— begin DATA ENTRIES —
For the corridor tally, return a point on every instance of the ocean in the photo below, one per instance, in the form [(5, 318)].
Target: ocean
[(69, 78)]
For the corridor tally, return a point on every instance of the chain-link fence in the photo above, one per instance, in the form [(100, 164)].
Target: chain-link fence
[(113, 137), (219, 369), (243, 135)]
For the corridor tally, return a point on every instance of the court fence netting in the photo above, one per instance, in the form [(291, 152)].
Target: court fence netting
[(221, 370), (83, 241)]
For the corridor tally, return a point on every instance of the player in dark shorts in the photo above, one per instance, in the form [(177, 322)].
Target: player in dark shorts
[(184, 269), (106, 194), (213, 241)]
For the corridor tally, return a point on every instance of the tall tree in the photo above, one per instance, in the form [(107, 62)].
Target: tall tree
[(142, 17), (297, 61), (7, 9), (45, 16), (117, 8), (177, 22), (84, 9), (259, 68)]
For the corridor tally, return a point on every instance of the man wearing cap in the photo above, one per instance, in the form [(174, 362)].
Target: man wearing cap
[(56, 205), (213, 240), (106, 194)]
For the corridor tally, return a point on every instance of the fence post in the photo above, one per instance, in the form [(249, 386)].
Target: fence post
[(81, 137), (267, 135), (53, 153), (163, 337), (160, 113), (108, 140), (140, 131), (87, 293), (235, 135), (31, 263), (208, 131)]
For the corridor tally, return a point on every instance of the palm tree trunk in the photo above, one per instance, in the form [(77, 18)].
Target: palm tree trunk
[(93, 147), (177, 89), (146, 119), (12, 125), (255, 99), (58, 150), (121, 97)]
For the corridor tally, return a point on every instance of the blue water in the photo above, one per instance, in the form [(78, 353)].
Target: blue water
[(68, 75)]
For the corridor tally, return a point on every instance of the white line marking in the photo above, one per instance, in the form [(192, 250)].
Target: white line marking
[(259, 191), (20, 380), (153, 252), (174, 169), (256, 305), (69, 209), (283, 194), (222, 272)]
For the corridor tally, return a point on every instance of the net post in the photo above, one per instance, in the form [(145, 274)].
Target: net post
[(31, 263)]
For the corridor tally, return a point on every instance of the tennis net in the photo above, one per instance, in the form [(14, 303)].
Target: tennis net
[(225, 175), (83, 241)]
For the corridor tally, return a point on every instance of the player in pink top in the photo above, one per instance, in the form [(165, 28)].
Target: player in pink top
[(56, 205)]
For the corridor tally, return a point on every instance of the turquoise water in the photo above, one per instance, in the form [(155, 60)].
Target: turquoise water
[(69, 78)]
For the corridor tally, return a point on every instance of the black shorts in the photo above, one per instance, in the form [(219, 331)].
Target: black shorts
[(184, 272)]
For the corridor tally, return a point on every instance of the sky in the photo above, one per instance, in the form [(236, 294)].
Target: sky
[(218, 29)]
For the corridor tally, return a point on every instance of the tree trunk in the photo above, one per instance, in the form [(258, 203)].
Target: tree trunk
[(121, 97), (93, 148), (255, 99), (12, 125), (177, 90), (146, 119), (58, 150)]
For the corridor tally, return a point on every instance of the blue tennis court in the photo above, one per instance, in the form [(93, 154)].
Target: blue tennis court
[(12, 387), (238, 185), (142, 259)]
— end DATA ENTRIES —
WORK TO COMPLETE: Scale the material that begins at the line containing "form [(249, 386)]." and ends after the line containing "150), (121, 97)]", giving every line again, requests included. Multiply each coordinate in the answers by 0.7 and round to the nearest whole number with halves going up, but leave the requests and their sample coordinates unchanged.

EXERCISE OUTPUT:
For the corridor tally, return a point on every instance of the fence post in the photo above, one per instance, in the form [(249, 386)].
Target: fence post
[(57, 96), (187, 95), (37, 107), (114, 236), (112, 79), (76, 98), (98, 92), (61, 205), (165, 95), (22, 184), (146, 92)]
For the corridor tally, return a point on every instance of the palm tree trunk in the photo above, one per instance, in the form [(77, 18)].
Target: palm tree trunk
[(65, 103), (124, 62), (102, 83), (8, 88), (179, 69), (41, 105), (85, 68)]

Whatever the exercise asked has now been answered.